▶ Exercise: From the text on San Jose and Southpoint, copy word for word the part that begins at "Southpoint's boundaries are" and ends after "of Interstate 95.".

▶ Text block:
· · ·
San Jose is an historic suburban neighborhood of Jacksonville, Florida on the city's Southside, 4½ miles from Downtown. The residential streets have homes that vary from million-dollar waterfront mansions to small wood-frame starters with a variety of architectural styles, including midcentury modern ranch-style homes, Spanish Revival bungalows, and more contemporary designs. Landmarks include the San Jose Country Club, The Bolles School and Epping Forest Yacht & Country Club. In the 1920s, it was a planned community derailed by the Depression.
San Jose is located 4½ miles south of Downtown along the east bank of the St. Johns River, south to San Clerc Road; bounded on the east by the railroad tracks west of U.S. Highway 1 and north by Hendricks Avenue.
The construction of I-95 in the 1960s, a few miles east of San Jose, transformed a rural area into the city's Southside. It shifted development away from San Jose, preserving it as primarily a residential area.

===Southpoint===

Southpoint is a commercial section of Jacksonville, Florida on the city's Southside area, eight miles from downtown. The area consists primarily of commercial buildings, apartment complexes and professional office centers. St. Lukes Hospital, built in 1984, is on the corner of Southpoint. It is now known as St. Vincent's Medical Center Southside. Many of the hospital's doctors have offices in Southpoint.
Southpoint is located in the fast-growing southeast quadrant of Jacksonville, along J. Turner Butler Boulevard, an expressway which serves as a major thoroughfare to and from the Jacksonville Beaches.

Southpoint's boundaries are roughly Interstate 95 to the west, Bowden Road to the north, Belfort Road to the east, and Butler Boulevard to the south. Some businesses between I-95 and Philips Highway use Southpoint to reference their location. Streets within Southpoint include Southpoint Parkway, Southpoint Drive North & South, Southpoint Boulevard, and Salisbury Road.

When the initial segment of J. Turner Butler Boulevard (State Road 202) was completed in 1979 and access to land around Butler Blvd improved, facilitating development of the area east of Interstate 95.
Gate Petroleum partnered with the Bryant Skinner Company in 1980 to create the 250 acre Southpoint office park.
· · ·
▶ Data section:
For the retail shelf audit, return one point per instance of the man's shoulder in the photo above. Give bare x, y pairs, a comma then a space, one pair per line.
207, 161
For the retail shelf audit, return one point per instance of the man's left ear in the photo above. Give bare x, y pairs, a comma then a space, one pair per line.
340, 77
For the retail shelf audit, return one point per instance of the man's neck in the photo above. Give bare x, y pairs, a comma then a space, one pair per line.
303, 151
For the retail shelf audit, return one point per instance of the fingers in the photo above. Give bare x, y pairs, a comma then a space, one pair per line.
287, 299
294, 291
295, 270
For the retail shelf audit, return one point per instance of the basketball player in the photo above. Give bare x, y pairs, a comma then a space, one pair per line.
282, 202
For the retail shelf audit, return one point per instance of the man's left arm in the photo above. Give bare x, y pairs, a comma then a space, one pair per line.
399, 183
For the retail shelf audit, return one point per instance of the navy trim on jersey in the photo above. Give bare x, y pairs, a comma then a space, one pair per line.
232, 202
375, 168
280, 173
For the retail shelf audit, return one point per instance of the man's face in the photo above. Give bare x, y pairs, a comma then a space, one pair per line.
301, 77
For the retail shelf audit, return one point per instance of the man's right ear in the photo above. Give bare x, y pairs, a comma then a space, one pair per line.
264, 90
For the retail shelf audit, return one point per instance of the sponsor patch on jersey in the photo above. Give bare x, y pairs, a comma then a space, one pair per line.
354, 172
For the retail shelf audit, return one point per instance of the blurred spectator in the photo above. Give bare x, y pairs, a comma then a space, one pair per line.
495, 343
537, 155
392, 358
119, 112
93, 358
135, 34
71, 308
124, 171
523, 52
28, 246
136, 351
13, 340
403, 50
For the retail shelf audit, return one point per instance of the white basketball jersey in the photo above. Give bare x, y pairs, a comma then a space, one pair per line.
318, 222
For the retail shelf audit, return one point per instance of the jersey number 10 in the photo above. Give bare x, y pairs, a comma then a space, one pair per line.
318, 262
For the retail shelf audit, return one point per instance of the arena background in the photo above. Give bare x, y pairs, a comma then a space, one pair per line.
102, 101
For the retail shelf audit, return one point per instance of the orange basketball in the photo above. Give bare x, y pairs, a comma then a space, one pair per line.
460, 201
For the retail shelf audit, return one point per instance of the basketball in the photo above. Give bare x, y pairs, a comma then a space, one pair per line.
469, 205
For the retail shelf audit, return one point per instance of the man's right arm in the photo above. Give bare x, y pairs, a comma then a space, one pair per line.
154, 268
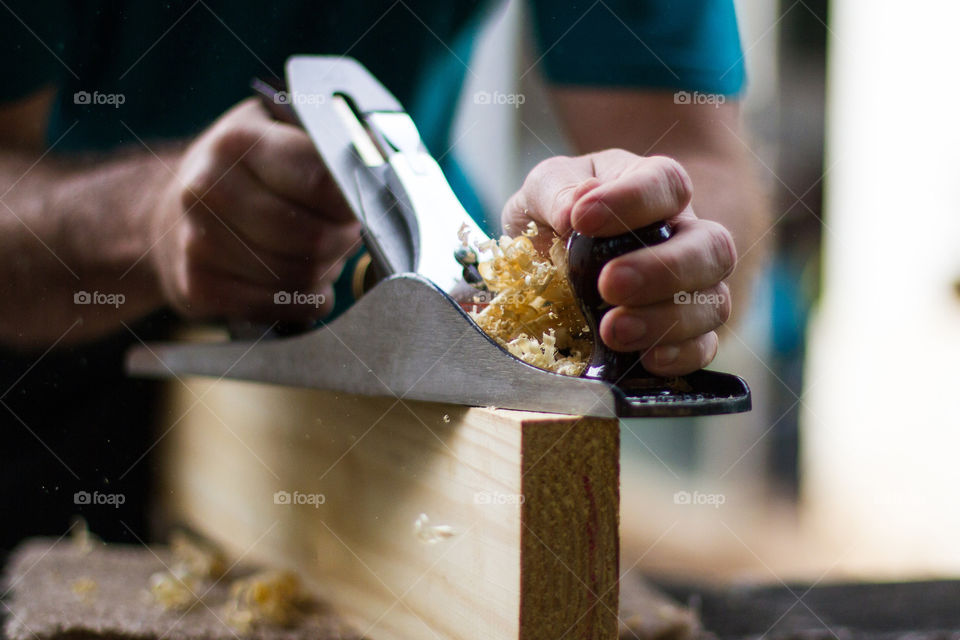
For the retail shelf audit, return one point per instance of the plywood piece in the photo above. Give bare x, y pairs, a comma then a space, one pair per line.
520, 538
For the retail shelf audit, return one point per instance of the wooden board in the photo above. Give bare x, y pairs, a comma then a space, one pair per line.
521, 532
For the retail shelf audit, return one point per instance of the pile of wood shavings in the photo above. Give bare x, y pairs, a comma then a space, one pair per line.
266, 597
534, 313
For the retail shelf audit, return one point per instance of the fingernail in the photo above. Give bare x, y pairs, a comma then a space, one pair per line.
629, 329
666, 354
590, 218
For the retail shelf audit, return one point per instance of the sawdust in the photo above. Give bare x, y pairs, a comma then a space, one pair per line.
266, 597
271, 597
534, 314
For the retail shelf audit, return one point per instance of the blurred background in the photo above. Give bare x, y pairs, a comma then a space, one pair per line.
847, 466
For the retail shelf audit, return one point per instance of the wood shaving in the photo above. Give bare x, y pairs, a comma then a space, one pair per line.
271, 597
534, 314
84, 588
199, 558
174, 591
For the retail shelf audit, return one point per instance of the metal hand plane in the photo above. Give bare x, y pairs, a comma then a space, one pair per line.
409, 335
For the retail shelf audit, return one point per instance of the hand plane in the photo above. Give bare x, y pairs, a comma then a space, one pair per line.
409, 335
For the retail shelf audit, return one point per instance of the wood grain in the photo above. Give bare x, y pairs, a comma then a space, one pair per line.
521, 532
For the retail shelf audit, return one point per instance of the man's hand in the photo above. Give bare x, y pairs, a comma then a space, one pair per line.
609, 193
250, 212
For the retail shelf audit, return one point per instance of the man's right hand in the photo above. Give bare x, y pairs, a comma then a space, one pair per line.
250, 212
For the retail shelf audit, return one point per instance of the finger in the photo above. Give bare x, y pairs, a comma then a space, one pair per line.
681, 358
283, 158
549, 193
220, 293
636, 329
214, 244
267, 221
650, 189
700, 254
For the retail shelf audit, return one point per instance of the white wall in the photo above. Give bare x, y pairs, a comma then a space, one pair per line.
881, 421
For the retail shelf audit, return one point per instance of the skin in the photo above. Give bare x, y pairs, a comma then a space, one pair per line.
610, 191
215, 226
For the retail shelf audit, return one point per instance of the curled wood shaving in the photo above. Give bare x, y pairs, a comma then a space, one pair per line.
534, 313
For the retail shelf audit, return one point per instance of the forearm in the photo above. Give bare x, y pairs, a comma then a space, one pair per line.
70, 228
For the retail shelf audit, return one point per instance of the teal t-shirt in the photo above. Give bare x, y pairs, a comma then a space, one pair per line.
179, 64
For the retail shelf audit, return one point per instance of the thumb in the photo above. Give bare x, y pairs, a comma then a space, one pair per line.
548, 196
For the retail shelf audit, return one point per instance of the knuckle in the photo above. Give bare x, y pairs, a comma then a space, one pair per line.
548, 167
722, 248
315, 180
725, 305
232, 142
673, 266
672, 180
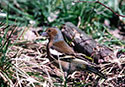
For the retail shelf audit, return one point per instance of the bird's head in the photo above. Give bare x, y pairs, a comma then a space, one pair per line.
54, 34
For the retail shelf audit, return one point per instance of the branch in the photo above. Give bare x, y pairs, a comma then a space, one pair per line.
102, 5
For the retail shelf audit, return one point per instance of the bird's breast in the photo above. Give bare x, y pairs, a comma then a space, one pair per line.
63, 47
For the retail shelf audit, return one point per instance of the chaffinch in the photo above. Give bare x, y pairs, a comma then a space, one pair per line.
70, 61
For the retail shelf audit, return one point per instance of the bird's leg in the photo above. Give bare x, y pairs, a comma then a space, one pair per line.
60, 66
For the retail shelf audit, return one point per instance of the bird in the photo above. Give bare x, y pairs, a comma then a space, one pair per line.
60, 53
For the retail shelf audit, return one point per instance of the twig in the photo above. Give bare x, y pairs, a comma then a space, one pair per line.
102, 5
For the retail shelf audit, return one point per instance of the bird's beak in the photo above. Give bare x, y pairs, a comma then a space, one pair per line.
44, 34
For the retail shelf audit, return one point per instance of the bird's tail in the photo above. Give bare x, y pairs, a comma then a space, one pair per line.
96, 71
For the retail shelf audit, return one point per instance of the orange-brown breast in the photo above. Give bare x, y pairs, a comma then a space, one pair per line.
63, 47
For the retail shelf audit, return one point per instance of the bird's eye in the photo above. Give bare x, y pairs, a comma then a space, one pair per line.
49, 30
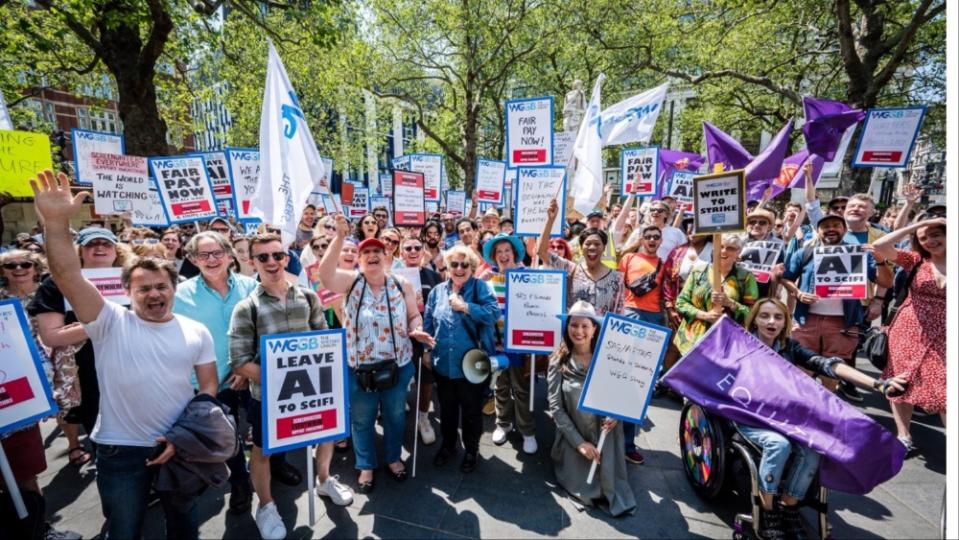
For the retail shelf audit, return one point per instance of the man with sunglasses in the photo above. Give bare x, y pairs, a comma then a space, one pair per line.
275, 307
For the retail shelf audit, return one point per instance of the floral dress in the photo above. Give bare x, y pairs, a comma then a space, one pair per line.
917, 338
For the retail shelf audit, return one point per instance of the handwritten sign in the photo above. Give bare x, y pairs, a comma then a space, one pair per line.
840, 271
184, 188
243, 165
533, 298
639, 168
25, 395
85, 143
888, 136
720, 202
305, 397
529, 132
536, 187
22, 155
629, 354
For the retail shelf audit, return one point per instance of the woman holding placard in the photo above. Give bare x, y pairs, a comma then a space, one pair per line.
577, 432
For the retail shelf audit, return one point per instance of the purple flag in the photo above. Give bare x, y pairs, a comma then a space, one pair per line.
766, 167
676, 160
826, 121
721, 148
732, 374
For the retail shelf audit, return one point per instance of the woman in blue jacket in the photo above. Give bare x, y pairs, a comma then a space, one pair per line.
459, 312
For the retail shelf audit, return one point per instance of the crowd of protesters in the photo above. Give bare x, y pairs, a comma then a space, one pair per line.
201, 294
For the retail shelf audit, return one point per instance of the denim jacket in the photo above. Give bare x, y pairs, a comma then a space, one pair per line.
447, 326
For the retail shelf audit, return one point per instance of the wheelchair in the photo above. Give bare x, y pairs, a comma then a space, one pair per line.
717, 459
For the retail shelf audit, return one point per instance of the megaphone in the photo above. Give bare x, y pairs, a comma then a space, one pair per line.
477, 365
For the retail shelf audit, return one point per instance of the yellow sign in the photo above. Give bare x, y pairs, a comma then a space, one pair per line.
22, 155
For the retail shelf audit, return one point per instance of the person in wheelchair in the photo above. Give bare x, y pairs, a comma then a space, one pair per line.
770, 322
· · ·
▶ Response area:
Southpoint's boundaries are roughly Interstate 95 to the west, Bowden Road to the north, Belfort Road to the east, and Butler Boulevard to the south. Some businesses between I-95 and Philips Highway use Southpoint to reference their location. Streets within Southpoint include Southpoint Parkway, Southpoint Drive North & South, Southpoint Boulevard, and Salisbury Road.

When the initial segment of J. Turner Butler Boulevard (State Road 202) was completed in 1979 and access to land around Butler Blvd improved, facilitating development of the area east of Interstate 95.